Labeled-object pointing entries
──────────────────────────────
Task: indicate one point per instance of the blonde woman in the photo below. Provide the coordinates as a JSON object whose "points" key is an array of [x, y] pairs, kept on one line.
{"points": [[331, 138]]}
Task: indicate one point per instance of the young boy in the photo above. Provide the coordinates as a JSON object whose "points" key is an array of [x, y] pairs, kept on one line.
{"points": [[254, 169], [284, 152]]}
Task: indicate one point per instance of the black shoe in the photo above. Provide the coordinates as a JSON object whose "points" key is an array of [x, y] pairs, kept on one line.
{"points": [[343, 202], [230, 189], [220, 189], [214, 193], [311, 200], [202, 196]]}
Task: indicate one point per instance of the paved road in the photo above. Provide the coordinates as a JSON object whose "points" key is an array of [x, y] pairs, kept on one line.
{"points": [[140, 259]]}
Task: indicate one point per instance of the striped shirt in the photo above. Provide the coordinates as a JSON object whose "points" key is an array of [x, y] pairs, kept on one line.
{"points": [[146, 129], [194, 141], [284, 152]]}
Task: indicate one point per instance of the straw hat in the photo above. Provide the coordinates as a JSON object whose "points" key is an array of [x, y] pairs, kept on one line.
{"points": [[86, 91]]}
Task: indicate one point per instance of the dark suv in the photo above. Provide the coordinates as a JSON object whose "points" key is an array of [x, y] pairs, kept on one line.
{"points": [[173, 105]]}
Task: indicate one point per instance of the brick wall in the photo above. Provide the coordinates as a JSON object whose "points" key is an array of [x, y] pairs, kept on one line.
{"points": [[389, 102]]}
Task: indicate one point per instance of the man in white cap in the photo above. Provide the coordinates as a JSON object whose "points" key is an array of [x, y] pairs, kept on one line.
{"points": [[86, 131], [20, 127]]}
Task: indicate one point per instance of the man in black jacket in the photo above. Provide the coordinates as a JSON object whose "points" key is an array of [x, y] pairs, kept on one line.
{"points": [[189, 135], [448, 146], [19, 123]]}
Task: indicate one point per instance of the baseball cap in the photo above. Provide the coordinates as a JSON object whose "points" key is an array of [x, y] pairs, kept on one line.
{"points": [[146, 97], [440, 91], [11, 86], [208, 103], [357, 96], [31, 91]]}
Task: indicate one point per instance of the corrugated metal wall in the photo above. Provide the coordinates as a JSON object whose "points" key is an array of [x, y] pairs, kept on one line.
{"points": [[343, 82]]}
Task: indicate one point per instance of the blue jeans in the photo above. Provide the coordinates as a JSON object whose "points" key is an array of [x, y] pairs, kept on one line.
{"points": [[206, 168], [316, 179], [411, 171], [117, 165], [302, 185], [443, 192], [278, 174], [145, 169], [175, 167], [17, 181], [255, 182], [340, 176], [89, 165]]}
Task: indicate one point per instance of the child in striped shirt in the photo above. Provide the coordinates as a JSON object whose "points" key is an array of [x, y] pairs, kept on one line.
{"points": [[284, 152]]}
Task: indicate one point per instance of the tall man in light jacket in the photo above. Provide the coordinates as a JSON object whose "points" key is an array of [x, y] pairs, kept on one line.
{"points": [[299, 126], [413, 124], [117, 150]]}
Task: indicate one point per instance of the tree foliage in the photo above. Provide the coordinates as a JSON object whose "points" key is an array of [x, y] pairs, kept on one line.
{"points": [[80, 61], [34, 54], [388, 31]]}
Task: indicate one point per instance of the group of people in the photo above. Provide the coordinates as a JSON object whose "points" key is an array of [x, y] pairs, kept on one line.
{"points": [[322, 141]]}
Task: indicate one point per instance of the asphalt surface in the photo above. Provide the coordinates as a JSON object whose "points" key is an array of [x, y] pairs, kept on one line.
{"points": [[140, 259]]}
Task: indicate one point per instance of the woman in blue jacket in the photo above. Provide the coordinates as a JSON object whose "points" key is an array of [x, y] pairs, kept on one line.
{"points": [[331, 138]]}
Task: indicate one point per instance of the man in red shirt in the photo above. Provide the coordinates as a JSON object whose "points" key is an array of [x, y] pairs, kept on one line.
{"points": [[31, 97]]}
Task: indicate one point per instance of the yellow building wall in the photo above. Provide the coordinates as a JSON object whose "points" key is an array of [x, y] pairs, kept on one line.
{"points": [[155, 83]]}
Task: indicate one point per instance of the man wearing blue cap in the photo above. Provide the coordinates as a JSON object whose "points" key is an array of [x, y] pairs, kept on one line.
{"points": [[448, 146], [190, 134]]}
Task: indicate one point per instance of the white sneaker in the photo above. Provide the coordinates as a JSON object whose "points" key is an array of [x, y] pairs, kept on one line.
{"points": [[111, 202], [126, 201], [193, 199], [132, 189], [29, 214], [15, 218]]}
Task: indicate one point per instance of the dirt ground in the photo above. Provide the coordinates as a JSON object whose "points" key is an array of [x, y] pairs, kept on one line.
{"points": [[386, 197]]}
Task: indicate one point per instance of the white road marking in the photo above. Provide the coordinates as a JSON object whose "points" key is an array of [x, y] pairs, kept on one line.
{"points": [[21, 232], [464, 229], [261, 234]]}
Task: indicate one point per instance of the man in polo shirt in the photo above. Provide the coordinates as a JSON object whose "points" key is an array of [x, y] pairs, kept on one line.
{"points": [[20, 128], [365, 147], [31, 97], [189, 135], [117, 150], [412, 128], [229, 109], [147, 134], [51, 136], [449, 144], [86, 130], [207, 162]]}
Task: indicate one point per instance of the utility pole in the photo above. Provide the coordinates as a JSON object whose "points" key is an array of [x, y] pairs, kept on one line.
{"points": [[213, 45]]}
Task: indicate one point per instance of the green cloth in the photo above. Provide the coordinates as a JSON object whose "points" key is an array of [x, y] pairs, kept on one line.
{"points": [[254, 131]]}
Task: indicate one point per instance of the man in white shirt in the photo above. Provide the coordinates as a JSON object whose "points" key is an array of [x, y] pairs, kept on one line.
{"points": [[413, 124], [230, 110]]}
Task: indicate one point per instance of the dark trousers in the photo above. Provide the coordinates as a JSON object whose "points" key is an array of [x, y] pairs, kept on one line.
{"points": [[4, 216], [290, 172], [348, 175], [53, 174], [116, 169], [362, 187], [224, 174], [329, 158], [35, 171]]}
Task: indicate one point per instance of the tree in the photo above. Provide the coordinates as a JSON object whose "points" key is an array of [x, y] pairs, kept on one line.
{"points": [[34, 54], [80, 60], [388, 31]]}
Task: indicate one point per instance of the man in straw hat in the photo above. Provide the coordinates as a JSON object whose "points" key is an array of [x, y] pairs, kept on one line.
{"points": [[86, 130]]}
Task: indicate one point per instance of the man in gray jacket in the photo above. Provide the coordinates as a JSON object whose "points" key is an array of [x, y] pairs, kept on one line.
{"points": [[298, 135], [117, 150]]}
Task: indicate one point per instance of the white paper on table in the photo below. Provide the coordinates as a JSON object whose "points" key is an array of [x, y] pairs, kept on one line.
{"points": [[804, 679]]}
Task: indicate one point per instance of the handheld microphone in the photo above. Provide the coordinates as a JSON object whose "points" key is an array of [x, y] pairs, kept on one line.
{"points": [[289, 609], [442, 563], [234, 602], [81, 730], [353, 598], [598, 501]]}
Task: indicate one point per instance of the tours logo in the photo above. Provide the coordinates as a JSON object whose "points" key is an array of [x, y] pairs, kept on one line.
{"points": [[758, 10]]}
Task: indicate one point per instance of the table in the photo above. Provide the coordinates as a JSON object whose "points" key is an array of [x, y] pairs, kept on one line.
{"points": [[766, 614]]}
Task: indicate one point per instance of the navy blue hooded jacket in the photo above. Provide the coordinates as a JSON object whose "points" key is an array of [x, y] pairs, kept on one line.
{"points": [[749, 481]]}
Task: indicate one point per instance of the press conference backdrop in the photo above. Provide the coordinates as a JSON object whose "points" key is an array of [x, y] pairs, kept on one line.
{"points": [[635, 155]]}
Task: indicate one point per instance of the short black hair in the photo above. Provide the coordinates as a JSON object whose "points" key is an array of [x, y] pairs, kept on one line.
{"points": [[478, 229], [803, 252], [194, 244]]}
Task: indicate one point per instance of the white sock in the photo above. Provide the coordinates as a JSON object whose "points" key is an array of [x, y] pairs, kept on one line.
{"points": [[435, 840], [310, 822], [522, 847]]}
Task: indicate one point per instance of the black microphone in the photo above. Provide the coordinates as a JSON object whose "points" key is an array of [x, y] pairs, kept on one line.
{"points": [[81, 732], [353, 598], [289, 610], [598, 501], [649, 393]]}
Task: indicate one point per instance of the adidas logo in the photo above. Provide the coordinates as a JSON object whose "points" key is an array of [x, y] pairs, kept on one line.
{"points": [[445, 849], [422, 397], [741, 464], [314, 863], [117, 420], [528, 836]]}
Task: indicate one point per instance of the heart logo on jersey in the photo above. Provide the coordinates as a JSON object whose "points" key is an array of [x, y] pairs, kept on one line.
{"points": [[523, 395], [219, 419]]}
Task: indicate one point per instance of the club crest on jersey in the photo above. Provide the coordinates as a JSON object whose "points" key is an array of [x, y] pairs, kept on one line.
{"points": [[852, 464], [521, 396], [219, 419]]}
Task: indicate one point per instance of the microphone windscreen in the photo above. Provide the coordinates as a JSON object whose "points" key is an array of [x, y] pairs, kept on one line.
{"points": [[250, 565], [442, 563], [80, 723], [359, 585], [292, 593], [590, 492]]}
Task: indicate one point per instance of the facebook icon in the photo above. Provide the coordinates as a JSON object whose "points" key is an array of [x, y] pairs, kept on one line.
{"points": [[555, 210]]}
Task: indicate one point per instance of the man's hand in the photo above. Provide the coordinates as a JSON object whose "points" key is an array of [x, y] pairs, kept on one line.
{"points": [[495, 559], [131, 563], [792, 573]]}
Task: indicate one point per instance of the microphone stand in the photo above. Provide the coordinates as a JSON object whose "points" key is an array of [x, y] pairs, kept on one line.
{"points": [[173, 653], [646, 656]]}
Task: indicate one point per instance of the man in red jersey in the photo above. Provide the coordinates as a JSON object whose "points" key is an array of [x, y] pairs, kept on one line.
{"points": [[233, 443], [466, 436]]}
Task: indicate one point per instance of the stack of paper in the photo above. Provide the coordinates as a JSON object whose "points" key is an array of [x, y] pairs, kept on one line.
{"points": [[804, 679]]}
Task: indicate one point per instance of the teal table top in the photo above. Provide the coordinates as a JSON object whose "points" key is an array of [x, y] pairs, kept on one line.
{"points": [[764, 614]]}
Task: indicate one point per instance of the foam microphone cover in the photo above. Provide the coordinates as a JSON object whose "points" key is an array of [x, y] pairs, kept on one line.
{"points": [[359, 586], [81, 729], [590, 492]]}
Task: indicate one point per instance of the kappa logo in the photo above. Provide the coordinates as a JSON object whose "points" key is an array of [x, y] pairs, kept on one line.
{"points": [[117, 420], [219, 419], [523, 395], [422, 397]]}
──────────────────────────────
● **What you should do**:
Reproduce word for word every line from the one containing "Task: indicate one point per instance of the kappa" through the end of the entries, including that first line.

● **Result of the task**:
Task: indicate one point per instance of the kappa logo in the photo above. Provide the coordinates as a JSON object whose "points" key is an array of [x, y] pairs, kept on one line.
{"points": [[117, 420], [219, 419], [523, 395], [422, 397]]}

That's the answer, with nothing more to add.